Thoughts on The Road to Reality

Done! It seems unbelievable, but yesterday I managed to finish The Road to Reality, by Sir Roger Penrose. I must say I liked it a lot. It has its failures, of course, and it is sometimes contentious (willingly so), specially at the end. I have made a list of things I have found outstanding in the book.

  • Brilliant first part on mathematics. Even with no interests in physics, the chapters devoted to mathematics are just outstanding. The topics covered end up being very advanced, but things are always presented in the simplest possible way (ok, that’s not so simple with stuff such as fibre bundles), and great insight. A must read: chapters on complex numbers.
  • Big Bang and the 2nd law. You don’t need Hoyle, just Clausius! Penrose really attacks this thorny issue with great honesty: the time arrow is really there, which means the Universe started in an initial state of incredibly low entropy. Things go downhill from there. (Remember: under gravity entropy increases when things cluster, the opposite from usual gases.)
  • Quantum entanglement and teleportation. Very nice insights about quantum “paradoxes” due to entanglement, including teleportation, in which quantum information seems to be able to “go back in time”.
  • Information and black holes. People seem to be very worried about information “lost” as stuff enters black holes. Penrose, not so much, since it connects with the argument of entropy increasing since the Big Bang. Alternatively (and, is seems, in contradiction), there is the wild idea that information disappears into black holes but appears a t every single quantum measurement, the “sinks” and “sources” of information cancelling in the global phase space. Would not this be a “totally out-to-lunch freaky head trip”? (In the language of this very funny article in The Onion.)

============================================================

- _LIST OF TASKS_
**a)** In the post on The Road to Reality, which chapters does the author single out as a must read?
**b)** Extend the post on The Road to Reality, picking up after its final sentence.
None of the tasks require the rows.

- _Referring-expression pointing data_
============================================================

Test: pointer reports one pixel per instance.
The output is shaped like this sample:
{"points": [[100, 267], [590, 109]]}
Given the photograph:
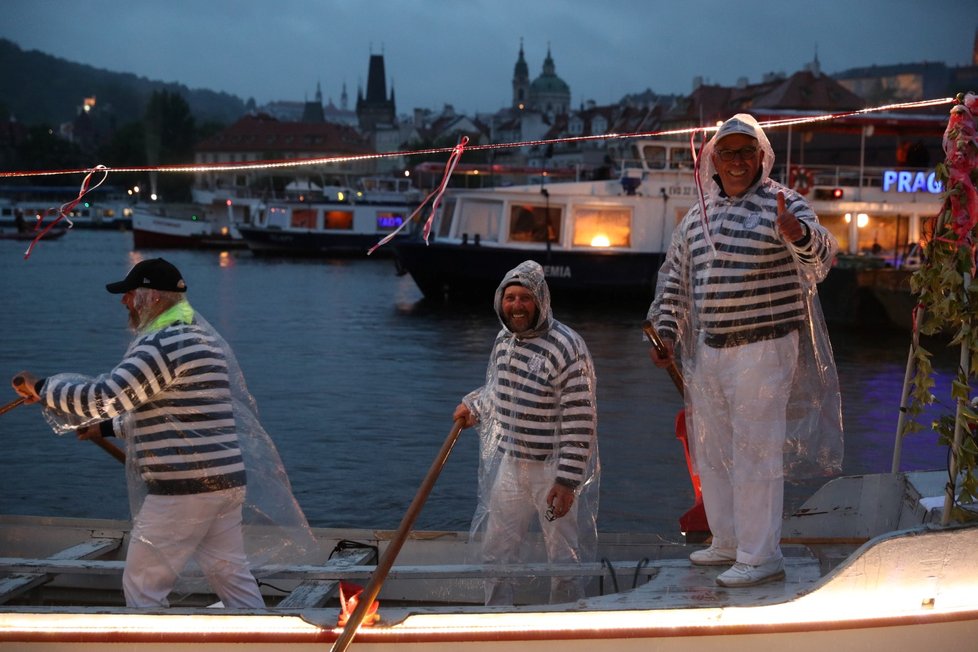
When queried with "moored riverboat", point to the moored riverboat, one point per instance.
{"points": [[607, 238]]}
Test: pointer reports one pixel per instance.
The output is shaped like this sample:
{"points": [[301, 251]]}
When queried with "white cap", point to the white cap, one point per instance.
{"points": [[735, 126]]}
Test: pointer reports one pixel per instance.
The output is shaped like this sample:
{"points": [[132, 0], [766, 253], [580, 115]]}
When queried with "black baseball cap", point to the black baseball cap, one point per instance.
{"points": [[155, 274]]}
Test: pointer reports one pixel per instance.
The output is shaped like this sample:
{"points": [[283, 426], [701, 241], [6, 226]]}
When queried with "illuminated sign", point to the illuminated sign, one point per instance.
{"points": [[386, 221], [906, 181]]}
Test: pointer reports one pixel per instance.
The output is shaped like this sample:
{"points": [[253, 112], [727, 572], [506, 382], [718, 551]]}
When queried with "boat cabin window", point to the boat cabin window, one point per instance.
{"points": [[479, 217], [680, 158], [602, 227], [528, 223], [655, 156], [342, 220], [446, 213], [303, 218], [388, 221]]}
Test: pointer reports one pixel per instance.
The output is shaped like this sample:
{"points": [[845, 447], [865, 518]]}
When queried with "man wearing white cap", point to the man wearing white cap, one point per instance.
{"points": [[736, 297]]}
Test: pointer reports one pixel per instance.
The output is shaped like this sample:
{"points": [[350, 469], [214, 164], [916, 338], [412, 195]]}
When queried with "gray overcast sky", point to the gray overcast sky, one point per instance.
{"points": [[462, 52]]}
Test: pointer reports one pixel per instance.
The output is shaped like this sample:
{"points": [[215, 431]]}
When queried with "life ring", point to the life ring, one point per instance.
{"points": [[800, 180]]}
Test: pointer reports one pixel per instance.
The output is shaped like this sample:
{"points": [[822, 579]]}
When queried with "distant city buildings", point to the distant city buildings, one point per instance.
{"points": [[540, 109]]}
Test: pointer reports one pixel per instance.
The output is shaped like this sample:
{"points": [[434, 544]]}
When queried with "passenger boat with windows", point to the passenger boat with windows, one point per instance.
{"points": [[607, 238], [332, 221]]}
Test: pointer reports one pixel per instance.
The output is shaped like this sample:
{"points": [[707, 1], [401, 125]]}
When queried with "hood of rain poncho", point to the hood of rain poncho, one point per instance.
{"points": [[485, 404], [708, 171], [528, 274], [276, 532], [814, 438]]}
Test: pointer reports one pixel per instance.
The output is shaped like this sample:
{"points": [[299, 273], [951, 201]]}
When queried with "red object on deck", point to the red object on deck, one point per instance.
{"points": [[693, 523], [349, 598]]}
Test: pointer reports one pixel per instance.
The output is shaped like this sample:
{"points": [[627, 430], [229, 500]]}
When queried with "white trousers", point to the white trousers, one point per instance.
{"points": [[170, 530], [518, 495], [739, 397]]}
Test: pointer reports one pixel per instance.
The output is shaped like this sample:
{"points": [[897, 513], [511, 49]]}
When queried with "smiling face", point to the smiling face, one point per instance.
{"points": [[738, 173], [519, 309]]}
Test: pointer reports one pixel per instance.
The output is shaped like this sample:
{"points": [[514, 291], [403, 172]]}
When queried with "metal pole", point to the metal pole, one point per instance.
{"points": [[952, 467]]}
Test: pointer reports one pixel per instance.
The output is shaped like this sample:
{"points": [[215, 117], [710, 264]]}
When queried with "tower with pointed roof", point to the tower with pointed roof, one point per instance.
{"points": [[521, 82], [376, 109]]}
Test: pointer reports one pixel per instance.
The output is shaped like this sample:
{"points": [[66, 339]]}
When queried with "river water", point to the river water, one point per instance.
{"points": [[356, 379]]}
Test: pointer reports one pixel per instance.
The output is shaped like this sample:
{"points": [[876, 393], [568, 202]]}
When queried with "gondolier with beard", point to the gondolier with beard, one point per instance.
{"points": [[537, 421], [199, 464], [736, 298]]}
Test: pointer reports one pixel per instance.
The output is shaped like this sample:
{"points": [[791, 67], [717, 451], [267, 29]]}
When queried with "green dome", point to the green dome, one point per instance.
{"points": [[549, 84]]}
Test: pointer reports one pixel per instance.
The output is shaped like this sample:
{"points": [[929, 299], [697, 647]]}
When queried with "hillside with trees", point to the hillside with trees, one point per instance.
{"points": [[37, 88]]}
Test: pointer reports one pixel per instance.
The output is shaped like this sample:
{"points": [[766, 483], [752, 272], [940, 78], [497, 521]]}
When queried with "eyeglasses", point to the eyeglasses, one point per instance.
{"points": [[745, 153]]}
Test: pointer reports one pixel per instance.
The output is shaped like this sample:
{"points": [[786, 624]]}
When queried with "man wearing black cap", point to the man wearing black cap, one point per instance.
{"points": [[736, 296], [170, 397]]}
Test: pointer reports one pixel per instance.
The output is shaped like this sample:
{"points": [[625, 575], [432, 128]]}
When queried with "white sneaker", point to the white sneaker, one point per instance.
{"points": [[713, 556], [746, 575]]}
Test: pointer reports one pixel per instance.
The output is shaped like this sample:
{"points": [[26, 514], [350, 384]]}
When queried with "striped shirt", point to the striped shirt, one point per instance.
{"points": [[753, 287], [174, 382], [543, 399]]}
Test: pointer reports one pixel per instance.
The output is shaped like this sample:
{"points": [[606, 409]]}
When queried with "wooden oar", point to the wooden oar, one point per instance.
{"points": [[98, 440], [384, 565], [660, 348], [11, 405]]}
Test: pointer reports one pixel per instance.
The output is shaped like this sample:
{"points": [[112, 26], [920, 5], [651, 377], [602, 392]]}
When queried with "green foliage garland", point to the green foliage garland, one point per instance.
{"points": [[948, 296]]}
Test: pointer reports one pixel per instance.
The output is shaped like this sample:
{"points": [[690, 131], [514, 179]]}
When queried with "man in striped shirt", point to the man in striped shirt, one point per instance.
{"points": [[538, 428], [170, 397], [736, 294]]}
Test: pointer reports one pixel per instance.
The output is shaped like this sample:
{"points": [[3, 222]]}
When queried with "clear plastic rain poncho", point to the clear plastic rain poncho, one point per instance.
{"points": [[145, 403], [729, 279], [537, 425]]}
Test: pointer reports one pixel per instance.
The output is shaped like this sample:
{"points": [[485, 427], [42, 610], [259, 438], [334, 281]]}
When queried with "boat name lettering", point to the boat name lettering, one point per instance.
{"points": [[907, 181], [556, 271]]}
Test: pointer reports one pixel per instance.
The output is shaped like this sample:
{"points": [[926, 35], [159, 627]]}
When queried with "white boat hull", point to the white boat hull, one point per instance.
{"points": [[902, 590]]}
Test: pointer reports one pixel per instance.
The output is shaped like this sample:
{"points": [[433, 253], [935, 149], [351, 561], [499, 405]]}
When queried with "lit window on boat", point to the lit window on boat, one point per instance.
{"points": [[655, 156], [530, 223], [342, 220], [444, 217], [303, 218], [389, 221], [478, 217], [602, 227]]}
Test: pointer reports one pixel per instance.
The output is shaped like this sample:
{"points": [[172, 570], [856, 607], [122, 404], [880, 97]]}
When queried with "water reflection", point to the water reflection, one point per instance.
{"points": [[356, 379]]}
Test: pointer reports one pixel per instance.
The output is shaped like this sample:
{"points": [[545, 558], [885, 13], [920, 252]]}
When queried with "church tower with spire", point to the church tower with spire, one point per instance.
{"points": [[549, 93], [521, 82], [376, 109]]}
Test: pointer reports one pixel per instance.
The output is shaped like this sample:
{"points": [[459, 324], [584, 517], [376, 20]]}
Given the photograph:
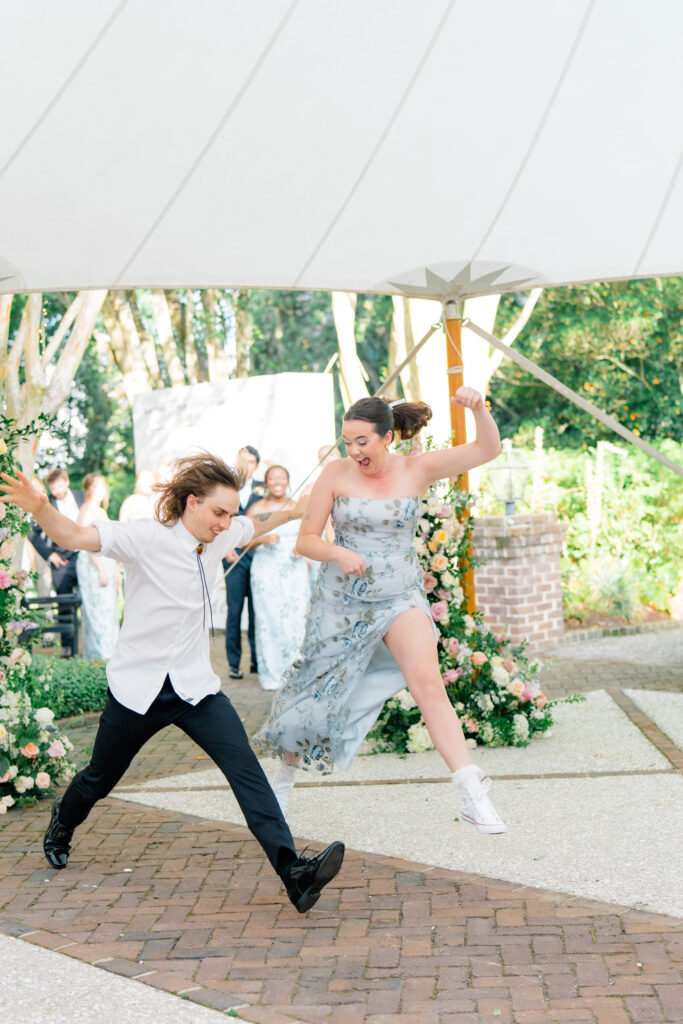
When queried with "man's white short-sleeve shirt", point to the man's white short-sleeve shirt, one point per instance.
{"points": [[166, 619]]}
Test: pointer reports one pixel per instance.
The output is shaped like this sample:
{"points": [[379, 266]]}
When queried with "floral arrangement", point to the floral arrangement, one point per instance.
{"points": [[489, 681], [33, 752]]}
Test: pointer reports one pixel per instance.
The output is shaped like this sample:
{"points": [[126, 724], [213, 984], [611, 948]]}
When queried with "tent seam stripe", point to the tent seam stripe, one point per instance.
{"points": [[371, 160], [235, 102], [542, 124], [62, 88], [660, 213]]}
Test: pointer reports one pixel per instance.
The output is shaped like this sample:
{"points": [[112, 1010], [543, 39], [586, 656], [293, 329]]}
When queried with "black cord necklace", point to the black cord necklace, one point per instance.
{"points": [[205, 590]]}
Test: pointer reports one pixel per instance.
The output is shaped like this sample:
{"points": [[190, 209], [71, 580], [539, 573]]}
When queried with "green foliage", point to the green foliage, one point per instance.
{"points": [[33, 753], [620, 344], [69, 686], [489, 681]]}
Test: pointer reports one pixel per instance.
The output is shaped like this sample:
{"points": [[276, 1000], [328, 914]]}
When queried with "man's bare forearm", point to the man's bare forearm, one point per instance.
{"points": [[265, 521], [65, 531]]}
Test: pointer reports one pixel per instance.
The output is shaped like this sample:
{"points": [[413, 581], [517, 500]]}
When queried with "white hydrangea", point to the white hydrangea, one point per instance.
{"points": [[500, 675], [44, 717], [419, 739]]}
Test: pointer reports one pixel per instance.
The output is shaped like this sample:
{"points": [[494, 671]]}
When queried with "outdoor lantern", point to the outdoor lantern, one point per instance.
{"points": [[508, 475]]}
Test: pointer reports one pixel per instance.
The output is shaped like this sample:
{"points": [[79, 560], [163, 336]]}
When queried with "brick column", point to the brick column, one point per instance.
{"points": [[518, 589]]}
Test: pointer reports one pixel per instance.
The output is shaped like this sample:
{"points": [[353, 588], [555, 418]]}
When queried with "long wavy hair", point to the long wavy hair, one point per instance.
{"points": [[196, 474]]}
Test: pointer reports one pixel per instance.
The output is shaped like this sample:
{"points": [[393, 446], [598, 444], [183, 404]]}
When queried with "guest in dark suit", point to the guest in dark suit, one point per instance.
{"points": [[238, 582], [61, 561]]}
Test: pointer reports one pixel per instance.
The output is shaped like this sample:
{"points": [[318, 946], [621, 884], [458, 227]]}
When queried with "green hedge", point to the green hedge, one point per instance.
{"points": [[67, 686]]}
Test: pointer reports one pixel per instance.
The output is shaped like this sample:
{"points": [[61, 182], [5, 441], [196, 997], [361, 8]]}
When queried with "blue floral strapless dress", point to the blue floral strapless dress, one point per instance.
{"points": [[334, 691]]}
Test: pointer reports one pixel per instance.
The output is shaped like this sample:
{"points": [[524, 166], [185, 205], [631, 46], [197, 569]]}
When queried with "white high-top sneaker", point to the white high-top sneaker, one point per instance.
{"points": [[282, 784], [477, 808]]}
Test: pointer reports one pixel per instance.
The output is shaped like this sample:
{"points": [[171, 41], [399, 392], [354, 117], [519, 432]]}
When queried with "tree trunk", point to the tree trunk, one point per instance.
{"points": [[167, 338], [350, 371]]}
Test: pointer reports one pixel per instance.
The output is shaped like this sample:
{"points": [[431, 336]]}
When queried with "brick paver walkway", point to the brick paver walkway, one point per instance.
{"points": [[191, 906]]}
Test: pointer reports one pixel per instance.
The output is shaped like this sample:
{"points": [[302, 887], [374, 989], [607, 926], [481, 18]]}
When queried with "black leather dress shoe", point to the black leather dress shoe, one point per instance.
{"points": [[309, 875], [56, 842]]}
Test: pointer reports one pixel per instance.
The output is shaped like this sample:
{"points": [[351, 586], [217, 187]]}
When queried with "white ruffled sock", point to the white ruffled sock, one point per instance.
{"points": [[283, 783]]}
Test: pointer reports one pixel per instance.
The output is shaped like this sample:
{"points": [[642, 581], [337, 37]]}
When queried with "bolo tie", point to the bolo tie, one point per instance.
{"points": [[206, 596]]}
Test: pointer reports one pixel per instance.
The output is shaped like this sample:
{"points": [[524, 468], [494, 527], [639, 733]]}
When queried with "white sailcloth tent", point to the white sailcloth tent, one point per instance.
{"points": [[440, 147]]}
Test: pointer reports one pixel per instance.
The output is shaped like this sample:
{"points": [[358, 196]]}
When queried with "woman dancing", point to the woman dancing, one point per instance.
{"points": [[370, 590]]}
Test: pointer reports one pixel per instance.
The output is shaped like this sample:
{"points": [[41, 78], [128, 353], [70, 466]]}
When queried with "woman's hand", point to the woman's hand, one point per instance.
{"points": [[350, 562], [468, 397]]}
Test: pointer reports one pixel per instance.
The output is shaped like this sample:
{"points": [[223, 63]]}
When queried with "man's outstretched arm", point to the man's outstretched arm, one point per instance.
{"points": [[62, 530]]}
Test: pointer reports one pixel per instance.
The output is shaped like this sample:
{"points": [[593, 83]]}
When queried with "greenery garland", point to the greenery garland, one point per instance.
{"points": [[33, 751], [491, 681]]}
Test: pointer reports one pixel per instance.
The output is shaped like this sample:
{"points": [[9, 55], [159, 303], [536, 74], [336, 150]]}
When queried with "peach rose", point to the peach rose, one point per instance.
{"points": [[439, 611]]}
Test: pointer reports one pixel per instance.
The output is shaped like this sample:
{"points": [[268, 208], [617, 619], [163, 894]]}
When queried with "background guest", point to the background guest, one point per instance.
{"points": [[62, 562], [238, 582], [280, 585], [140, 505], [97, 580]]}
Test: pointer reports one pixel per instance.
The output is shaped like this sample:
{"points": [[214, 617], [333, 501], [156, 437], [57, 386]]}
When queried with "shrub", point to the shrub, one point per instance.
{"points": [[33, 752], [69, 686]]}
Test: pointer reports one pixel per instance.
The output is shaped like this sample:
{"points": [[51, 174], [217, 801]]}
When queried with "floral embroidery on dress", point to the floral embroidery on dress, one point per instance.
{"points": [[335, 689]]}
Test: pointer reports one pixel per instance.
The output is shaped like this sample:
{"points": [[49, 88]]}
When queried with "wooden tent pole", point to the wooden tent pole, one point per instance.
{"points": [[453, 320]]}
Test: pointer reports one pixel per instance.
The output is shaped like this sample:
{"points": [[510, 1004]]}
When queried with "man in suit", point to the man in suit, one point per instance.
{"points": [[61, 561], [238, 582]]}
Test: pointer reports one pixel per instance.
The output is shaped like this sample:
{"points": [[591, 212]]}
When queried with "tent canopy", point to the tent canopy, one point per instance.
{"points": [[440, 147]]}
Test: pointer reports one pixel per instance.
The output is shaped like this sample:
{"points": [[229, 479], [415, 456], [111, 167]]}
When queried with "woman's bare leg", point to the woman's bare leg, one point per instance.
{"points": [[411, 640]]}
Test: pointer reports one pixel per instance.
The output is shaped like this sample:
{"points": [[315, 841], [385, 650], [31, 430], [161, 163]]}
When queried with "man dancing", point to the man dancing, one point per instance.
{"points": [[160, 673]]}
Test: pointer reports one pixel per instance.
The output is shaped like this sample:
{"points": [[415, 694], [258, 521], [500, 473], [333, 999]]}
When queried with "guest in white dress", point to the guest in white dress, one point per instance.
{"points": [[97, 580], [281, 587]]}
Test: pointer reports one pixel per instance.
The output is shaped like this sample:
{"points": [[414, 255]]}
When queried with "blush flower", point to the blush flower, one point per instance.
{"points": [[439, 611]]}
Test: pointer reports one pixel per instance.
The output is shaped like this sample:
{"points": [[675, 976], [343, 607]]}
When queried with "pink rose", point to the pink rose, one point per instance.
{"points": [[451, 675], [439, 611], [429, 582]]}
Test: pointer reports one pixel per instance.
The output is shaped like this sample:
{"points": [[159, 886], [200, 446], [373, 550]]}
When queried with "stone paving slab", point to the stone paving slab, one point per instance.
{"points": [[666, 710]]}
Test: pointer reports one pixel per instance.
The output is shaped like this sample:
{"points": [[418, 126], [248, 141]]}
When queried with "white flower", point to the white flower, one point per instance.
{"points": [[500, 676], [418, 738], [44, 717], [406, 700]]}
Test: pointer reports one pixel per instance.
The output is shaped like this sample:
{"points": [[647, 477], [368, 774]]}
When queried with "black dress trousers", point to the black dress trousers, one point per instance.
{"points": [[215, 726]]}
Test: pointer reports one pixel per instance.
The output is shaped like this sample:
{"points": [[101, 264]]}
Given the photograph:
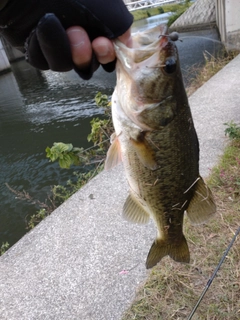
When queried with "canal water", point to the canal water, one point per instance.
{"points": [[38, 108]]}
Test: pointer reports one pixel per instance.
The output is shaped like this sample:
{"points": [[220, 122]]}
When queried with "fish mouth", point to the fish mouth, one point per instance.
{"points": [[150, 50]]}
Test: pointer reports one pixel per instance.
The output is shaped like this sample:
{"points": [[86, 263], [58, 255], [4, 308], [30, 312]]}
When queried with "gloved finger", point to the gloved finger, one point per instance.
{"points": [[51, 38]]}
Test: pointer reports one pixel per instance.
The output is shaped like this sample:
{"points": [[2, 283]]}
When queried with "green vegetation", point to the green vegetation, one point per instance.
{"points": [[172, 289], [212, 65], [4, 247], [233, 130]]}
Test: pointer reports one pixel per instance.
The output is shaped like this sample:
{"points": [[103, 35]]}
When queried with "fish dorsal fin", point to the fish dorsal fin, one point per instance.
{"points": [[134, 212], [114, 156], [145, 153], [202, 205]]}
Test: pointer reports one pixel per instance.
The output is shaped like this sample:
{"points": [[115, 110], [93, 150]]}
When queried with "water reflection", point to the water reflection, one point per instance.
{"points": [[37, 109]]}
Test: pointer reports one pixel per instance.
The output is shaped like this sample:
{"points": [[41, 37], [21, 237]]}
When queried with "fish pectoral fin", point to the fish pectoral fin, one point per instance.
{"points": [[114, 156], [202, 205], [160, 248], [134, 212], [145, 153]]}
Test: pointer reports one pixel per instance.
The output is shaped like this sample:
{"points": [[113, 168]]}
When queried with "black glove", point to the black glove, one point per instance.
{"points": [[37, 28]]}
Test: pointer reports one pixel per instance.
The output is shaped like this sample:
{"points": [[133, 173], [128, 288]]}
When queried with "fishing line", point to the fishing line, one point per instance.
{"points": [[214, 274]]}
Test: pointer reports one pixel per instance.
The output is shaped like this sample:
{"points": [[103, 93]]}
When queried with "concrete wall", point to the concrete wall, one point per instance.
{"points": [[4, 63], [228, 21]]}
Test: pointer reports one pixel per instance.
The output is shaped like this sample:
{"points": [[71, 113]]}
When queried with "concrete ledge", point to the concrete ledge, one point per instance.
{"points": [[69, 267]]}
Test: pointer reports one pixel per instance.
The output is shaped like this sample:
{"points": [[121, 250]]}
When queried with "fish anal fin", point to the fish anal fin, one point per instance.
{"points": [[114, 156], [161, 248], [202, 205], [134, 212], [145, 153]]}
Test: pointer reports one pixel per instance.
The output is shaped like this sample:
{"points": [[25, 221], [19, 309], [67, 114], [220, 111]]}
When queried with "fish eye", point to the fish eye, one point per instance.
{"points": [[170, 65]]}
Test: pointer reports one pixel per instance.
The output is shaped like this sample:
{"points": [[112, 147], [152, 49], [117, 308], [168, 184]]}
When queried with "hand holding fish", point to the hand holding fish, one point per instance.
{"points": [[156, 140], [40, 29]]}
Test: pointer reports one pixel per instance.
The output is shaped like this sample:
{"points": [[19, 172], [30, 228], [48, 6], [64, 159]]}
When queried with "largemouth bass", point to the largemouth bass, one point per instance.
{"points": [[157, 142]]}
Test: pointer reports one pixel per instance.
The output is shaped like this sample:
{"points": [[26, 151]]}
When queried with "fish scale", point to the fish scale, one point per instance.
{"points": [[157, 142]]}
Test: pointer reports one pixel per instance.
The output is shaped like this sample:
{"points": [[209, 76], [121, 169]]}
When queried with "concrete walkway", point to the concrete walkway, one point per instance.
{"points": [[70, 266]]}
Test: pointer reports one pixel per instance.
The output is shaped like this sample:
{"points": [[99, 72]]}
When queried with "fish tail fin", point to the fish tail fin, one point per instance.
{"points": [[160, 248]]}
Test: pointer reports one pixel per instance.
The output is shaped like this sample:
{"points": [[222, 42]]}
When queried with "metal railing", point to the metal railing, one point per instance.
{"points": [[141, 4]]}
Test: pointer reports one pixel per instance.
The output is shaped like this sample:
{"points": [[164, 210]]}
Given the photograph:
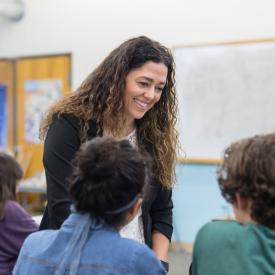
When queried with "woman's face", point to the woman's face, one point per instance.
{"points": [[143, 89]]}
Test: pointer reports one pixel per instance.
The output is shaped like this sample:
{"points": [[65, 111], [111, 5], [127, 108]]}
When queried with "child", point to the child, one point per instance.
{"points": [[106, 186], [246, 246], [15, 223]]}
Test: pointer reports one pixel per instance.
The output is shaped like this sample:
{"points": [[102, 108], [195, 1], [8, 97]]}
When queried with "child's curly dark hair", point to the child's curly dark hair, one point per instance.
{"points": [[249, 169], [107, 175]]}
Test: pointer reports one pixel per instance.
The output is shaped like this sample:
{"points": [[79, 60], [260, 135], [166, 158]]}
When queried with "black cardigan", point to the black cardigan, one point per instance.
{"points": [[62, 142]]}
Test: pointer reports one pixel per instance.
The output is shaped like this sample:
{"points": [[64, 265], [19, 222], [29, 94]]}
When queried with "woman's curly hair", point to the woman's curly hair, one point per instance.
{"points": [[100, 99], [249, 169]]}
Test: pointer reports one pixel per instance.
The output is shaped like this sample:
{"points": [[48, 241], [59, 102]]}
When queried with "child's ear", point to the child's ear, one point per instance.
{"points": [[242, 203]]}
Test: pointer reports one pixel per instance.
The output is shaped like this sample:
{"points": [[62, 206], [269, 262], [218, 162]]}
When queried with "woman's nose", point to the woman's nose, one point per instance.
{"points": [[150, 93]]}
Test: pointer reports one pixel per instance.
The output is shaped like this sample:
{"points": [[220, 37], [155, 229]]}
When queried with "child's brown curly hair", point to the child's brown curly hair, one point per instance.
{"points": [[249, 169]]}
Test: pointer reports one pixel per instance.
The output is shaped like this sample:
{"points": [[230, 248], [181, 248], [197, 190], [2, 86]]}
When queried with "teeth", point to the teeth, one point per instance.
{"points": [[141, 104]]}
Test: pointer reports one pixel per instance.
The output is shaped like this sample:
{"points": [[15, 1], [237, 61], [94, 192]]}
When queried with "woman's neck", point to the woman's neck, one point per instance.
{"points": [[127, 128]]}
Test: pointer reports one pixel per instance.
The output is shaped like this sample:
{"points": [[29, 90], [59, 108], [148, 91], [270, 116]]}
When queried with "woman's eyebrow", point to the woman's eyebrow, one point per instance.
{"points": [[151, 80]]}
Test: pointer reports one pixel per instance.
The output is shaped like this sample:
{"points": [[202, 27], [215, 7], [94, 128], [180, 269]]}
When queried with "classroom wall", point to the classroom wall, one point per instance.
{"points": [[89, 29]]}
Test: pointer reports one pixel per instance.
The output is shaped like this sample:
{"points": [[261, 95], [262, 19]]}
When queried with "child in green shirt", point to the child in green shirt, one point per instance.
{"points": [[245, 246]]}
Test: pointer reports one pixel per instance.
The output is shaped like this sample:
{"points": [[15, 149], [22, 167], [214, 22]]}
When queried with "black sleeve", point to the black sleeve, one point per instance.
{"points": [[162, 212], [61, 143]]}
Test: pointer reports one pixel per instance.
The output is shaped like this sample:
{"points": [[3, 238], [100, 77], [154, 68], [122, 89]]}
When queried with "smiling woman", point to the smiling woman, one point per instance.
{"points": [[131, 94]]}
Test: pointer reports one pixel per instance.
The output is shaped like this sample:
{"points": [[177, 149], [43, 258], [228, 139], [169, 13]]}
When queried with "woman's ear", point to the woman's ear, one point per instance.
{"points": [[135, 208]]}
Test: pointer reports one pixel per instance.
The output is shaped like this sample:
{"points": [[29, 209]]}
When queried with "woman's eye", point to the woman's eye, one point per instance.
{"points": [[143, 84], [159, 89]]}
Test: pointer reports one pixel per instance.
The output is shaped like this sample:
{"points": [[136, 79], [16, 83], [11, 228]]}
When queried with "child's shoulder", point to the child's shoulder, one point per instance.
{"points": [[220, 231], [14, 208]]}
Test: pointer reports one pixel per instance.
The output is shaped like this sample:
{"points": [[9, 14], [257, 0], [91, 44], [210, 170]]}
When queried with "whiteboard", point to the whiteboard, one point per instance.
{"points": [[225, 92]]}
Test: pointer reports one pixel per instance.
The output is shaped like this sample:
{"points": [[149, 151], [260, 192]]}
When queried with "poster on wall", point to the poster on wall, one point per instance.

============================================================

- _TASK-BY-TASK RESULTS_
**a)** The chapters on complex numbers.

**b)**
  • Ruthless criticism of string theory. This seems like to be the fashion nowadays, but I take some pleasure on seeing this theory (some people would not even call it that) taking a beating from having sold us that they were this close to the final answer when, clearly, they were not. Plus, “the” final answer would be their final answer: Penrose is quite aware that many branches of physics (mine, for example) are completely independent on particle physics. BTW, see stringscape in physicsworld, for a nice assay of string theory situation.
  • The twistor agenda, and its criticism. Penrose writes the book in such a way that string theory looks like an outlandish theory, while twistors would be the natural thing to do. Many particle phycisicst think the opposite, with twistors considered a mere mathematical exercise. Anyway, Penrose has the honesty to critizise the theory he has been developing for 40 years!
  • Almost no brain BS. I was less than happy with Penrose’s journey into conciousness proposed in his The Emperor’s New Mind. The details probably deserve a whole entry, but let’s just say I was very glad that Penrose sticks in this book to what he knows best: physics and mathematics, stating clear from slippery issues of quantum conciousness. I was afraid we was going to do so in his discussion of quantum, state reduction; but no, that part is fine in my opinion (some suggestions are put forward, such as the LIGO experiment, that may be considered quite non-standard, but they definitely belong to standard physical theory.) He just briefly talks about his work in this area in one of the last sections. That honours him: it’s hard to refrain from talking about something to which you have devoted so much thought. But he does the right thing: the book benefits from this omission. (And, as I said, I think Penrose is just plainly misguided in this area, but this entry, just as his book, seems already too long.)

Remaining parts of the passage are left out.